**Acción requerida 1**
Responde a estas preguntas sobre el texto sobre Koldo:
(a) ¿De qué ciudad es Koldo de nacimiento?
(b) ¿En qué ciudad nace un vasco perfecto, según el texto?
(c) ¿Cuál era la especialidad de Koldo como atleta?
**Acción requerida 2**
En el texto sobre Koldo, la oración que empieza con "Puede ser y es muchas cosas" enumera varias cosas que es Koldo antes de "pero a la postre". Enuméralas todas.
**Acción requerida 3**
Prolonga el texto sobre Koldo a partir de donde termina.

**Fragmento mostrado**
----------

Me estremezco solo de mirarlos. Porque lo que veo da miedo.
Todos tienen trabajo (de mierda). Les conceden préstamos (de risa), con la que está cayendo. Les va bien (si esa vida merece tal nombre, claro).
Cometimos un error al tomarlos por retrasados mentales.
Esta cuadrilla de descerebrados, incapaces todos de hilvanar dos pensamientos seguidos y de hacer la o con un canuto, son el futuro, el modelo de ciudadano iletrado y dominable.


domingo, 3 de febrero de 2013

3. Koldo

Puede ser y es muchas cosas, listo como el hambre, vago como la chaqueta de un guardia, una ameba sexual, un surtidor de caspa, pero a la postre, si preguntas a cualquiera, todos te dirán que Koldo es el vasco de Albacete.
Y es que el destino le ha negado su mayor deseo. No hay nada mejor en la vida que ser vasco, y puesto a ser vasco, no existe mayor muestra de perfección que nacer en Bilbao. Un vasco, vasco, un vasco perfecto nace en Bilbao, joder. Porque Bilbao no es una ciudad, es un país en continua expansión, donde siempre sale el sol, porque si no sale lo sacan a hostias. Allí se inventó el fuego, el arco y la flecha, la rueda, los donuts y la txapela, ¡aiba la ostia!
No obstante, el destino le jugó la mala pasada de hacerle albaceteño de nacimiento.
Koldo fue atleta de joven. No es de extrañar. El tipo es la radiografía de un suspiro. Con tan poca anatomía llegaba el primero a la meta. Tenía un gran futuro como medio fondista y le ofrecieron becas y ayudas, pero él lo encontraba muy fatigoso. Su especialidad eran los diez metros lisos.
Sí, diez.
Koldo desaparece en un abrir y cerrar de ojos cada vez que surge un problema.
Lo ves. Ya no lo ves.
Qué zancada.
Qué brío.
Qué pedazo de cobarde.

----------

Datos de localización por puntos para cada instancia:
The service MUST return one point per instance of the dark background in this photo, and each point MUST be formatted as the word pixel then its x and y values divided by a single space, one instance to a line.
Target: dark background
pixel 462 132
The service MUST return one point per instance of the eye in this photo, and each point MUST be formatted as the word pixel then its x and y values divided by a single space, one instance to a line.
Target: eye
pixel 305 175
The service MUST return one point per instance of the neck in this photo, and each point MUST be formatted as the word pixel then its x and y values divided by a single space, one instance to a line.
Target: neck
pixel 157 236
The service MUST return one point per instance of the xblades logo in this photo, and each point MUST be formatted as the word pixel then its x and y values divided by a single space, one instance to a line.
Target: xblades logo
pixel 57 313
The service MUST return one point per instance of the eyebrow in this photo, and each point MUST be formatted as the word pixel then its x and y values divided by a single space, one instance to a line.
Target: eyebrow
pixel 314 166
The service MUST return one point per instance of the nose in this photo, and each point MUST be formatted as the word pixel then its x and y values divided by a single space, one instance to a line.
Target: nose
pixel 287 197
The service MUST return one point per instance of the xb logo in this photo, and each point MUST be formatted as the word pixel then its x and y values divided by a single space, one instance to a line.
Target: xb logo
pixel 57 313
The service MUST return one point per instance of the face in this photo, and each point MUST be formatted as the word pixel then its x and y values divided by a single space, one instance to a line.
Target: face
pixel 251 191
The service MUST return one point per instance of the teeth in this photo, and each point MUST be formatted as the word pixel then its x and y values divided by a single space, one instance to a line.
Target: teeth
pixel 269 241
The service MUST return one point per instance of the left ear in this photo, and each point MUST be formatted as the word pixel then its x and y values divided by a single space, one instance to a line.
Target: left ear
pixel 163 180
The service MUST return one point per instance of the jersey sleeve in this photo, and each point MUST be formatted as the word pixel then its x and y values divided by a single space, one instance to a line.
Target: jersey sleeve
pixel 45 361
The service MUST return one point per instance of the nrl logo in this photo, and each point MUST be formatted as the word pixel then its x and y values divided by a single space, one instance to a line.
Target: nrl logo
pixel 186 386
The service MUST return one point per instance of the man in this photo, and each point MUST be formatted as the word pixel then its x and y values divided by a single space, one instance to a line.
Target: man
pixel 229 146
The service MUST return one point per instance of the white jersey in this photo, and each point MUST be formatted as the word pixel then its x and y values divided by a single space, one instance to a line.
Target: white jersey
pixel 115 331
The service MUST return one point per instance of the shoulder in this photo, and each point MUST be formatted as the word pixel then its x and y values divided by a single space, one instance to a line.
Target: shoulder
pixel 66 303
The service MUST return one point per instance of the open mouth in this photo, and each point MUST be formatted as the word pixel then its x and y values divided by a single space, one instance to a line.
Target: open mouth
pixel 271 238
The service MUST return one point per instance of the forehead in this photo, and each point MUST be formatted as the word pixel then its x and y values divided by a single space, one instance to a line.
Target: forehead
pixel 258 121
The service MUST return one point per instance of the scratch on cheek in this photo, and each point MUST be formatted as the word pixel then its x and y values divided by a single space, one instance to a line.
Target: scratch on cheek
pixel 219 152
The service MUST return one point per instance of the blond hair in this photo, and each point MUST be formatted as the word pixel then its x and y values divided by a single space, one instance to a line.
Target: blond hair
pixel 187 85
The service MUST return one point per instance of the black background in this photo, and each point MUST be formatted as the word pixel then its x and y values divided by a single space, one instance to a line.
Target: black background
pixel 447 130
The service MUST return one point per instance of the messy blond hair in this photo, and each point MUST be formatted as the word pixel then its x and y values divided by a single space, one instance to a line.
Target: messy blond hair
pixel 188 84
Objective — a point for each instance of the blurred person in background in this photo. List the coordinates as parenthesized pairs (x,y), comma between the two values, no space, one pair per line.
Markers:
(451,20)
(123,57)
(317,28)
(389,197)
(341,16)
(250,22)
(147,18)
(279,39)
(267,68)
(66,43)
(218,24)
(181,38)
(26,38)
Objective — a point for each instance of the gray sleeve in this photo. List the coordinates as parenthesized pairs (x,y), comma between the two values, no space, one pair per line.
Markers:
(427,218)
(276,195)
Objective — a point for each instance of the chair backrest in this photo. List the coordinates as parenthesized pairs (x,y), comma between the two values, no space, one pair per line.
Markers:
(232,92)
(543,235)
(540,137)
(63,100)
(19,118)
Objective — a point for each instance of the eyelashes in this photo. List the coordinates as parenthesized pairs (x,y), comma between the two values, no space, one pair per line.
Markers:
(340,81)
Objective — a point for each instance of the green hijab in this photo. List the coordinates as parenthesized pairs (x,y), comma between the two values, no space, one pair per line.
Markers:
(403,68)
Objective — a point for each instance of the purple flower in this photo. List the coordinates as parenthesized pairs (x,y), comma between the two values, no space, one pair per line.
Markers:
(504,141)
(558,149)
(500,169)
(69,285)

----------

**Respuesta 1**
(a) Albacete.
(b) Bilbao.
(c) Los diez metros lisos.

**Respuesta 2**
- Listo como el hambre
- Vago como la chaqueta de un guardia
- Una ameba sexual
- Un surtidor de caspa

**Respuesta 3**
Koldo es profesor en un lugar de cuyo nombre no quiero acordarme porque no es Bilbao. Lleva en el instituto Ahítepudras toda la vida. Ya forma parte del mobiliario. Los años pasan y Koldo queda.
El tipo deambula por recreos y otras zonas comunes con sus andares de ave zancuda. Con esas pintas suyas de profesor Bacterio parece un blanco ideal para los alumnos, pero nadie se le aproxima, pues, a diferencia de los docentes, los estudiantes intuyen algo raro en él, y no se le acercan ni en broma.
Y es que Koldo es un perverso clínico.
Como estudiante de Sicología le encantan los experimentos de laboratorio y no hay mejor terreno de prueba que su departamento. Le gusta malmeter, crear situaciones difíciles, solo por ver qué pasa. A ver cómo reacciona la gente. Si es que el pobre se aburre.
Pero lo hace de forma que él jamás está en primera línea de fuego.
Qué arte tiene el muy cabrón al marcar las cartas.
Una palabrita allí. Un hecho por la espalda. Dos o tres mentiras. Y la inestimable colaboración del español medio, con un don único para ponerse las orejeras y meterse en todos los charcos donde no hay nada a ganar. El tipo ha logrado desquiciar a todos sus profesores, pero nadie le achaca nada. Porque Koldo es como Julio César, divide para vencer. Los tiene tan ocupados puteándose entre ellos que no les queda tiempo para buscarle las vueltas a él.
Algunos confunden estas prácticas con cambios de humor y lo achacan a su vagancia. Y hasta le han escrito un poema.

Gira y gira la veleta
para no dejarte saber
si enseña culo o jeta.
Gira y gira, coqueta,
la muy paleta.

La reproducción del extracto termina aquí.